Published 25 August 2003

Charles de Gaulle once asked how one could govern a country that had so many cheeses. The same might be said of bread and beer in Germany. Where is the Brussels bulldozer?

As soon as parliament finished its work, I took my children off through the Channel Tunnel, across the Alps to Italy and back, to stay with friends in different parts of France. As always, the mainland Europe I encounter seems to be on the dark side of the moon compared with the European Union we read about in most of our press. Millions of Brits now holiday or work in another European country. And Britain is home to millions of EU citizens - 250,000 French, 60,000 Danes and who knows how many Irish passport-holders? - all valued taxpayers in Europe's most successful economy.

Like most baby-boom boys from suburban, neither-rich-nor-poor families, I didn't really do Europe until university. But how do I explain to my children what Europe was like 30 or 40 years ago? Half of it under communist rule. Spain, Portugal and Greece under generals. The Ireland of my schoolday holidays much poorer than Britain and sending half its male workers abroad to find work.

Even when, three decades ago, I started to get to know bits of Europe, it was a very different place. You needed to show passports to cross frontiers. Queues of lorries waited to have their cargoes inspected at border posts. The corner of Tuscany where I have visited friends since the early 1970s was then rutted with dusty, unpaved roads, its peasant population working as gardeners, cooks and servants for the rich Brits who bought villas there.

This summer, I drove between France and Italy as easily as one might drive between California and Oregon, or from England into Scotland. Tuscany's dirt-track roads between the sunflower fields are now black and shiny, and the scooters and tiny Fiats have been replaced by air-conditioned saloons taking the post-peasant Tuscan population to better-paid jobs. The dirty, stinking, fishing village beach where I risked a Mediterranean sea bathe in the 1970s now flies the blue flag of EU cleanliness. Does anyone remember what some British beaches were like before Brussels insisted on clean sand and water? Ireland is now a country of immigration, not emigration, with a per capita income rivalling that of France. In 1960, Spain had the same GDP per head as Mexico; today it is three times richer than its transatlantic friend. Twenty years ago, the biggest immigrant community in France was Portuguese. Today, they have gone home. Like Spain and Ireland - once provider of low-paid workers to northern Europe - Portugal has become rich and home once more to its native-born.

◆ ◆ ◆

*LIST OF TASKS*.
**1)** Output the part of the listing that opens with the line containing "Target: calm water surface" and runs through the end of the listing as a numbered list, with blank lines omitted.
**2)** Write the next part of the essay about how Europe has changed.
The listing has no connection to the essay about how Europe has changed.

*Pointing listing for named objects*.
◆ ◆ ◆

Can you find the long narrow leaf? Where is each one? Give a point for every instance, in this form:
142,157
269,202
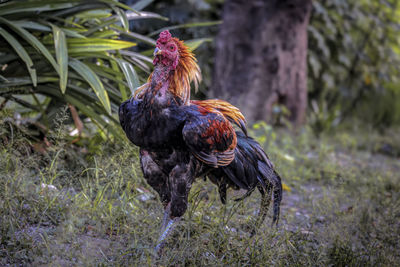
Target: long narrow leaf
20,50
195,43
130,75
136,36
32,40
60,44
93,80
36,6
139,5
188,25
122,17
79,45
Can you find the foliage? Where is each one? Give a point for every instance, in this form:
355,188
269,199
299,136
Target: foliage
354,62
70,207
70,52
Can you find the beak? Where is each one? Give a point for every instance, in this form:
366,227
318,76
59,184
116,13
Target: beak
157,51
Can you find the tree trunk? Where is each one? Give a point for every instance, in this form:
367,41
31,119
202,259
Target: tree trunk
261,57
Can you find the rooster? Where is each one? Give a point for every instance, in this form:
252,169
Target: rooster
182,139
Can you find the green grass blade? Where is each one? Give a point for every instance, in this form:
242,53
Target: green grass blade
20,50
32,40
60,45
79,45
93,80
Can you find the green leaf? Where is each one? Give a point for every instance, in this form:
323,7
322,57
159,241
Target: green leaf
136,36
139,5
116,3
122,17
93,80
60,45
130,76
79,45
32,40
20,50
188,25
144,15
36,6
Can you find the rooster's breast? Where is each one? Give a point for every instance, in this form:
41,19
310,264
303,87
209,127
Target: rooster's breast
152,127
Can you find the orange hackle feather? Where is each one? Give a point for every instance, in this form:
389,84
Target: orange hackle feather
187,71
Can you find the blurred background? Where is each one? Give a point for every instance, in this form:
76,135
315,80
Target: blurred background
321,63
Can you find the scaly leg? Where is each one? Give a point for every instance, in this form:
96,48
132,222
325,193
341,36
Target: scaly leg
262,213
166,230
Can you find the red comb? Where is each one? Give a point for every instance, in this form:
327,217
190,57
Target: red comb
165,36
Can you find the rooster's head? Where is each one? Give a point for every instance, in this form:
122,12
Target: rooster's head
173,53
167,50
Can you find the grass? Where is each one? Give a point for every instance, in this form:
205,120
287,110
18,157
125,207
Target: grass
77,206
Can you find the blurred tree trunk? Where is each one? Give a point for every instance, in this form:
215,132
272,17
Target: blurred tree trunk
261,52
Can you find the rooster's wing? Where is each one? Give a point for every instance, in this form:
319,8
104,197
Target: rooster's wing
209,136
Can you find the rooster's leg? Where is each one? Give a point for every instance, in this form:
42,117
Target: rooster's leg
167,211
265,201
181,180
165,232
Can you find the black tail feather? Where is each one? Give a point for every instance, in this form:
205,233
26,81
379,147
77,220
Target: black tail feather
252,168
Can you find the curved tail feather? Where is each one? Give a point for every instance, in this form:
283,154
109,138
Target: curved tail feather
252,168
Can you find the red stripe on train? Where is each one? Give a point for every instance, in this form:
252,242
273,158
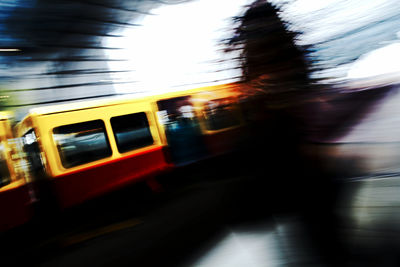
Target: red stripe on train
78,186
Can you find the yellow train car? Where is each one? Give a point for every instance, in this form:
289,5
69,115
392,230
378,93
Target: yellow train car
201,122
89,148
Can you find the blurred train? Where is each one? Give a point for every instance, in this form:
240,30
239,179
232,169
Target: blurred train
76,152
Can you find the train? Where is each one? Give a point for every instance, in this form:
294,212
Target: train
71,153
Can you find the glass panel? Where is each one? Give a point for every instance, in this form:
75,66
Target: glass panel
82,143
32,150
4,172
131,131
220,114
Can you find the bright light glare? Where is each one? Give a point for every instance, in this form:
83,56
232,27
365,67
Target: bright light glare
177,46
385,60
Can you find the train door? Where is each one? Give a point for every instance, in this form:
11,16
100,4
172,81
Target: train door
182,130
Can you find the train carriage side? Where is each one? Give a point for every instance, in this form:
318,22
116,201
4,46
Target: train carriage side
88,151
201,122
15,197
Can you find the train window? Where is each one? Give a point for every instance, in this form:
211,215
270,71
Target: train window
32,150
131,131
220,114
4,172
82,143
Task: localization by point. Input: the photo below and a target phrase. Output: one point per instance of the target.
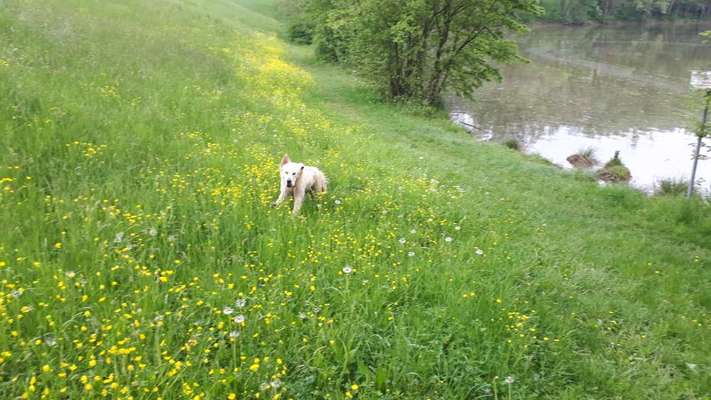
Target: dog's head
(290, 171)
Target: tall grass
(139, 257)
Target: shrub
(301, 32)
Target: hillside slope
(140, 257)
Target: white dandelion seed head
(119, 237)
(50, 341)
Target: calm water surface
(606, 88)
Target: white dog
(296, 180)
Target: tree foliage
(420, 48)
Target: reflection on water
(609, 88)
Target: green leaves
(419, 49)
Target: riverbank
(602, 88)
(142, 257)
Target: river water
(612, 88)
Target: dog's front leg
(298, 200)
(281, 198)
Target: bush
(301, 33)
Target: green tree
(420, 48)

◆ ◆ ◆

*ANSWERS PER TASK*.
**1)**
1. Target: calm water surface
2. (606, 88)
3. Target: white dog
4. (296, 180)
5. Target: tree foliage
6. (420, 48)
7. Target: reflection on water
8. (609, 88)
9. Target: green leaves
10. (419, 49)
11. Target: riverbank
12. (602, 88)
13. (142, 257)
14. Target: river water
15. (612, 88)
16. Target: dog's front leg
17. (298, 200)
18. (281, 198)
19. Target: bush
20. (301, 33)
21. Target: green tree
22. (420, 48)

**2)**
The euro is used everywhere. It has become a shared currency allowing people, businesses, investors and trade union negotiators to compare prices in a way that the multi-currency Europe of only a few years ago prevented.

As I drive through mainland or Irish Europe on holiday, or in my travels to EU capitals, I search in vain for the dreaded European superstate. Where is the Brussels bulldozer stamping out national identity? France seems more than ever French, Italy as profoundly Italian as ever I remember her. De Gaulle once asked how one could govern a country that produced so many cheeses. The same might be said about bread and beer in Germany. Far from homogenising and harmonising Europe's nations, the EU allows them to breathe, strengthen their own identity and, above all, give space to their own cultural existence.

In his autobiography, the oral historian Ronald Fraser writes how his nanny, arriving from Germany in the 1930s, spent her last weeks in Hamburg going to endless concerts, because, once installed in England, her contact with Kultur would be cut off. Today's Europe, including Britain, is so awash with music, opera, book fairs, film festivals and arts events that one wonders if the market can bear any more.

Back at the Foreign Office, I open a season of European films. Colin McCabe is about to publish his long-awaited biography of Jean-Luc Godard. But the Swiss-French film-maker belongs to the 20th century. Today's European film space is filled with Hungarian, Lithuanian, Danish and Finnish film-makers, all finding an audience for their work as the growth of Europe's middle class spawns a culture-hungry public.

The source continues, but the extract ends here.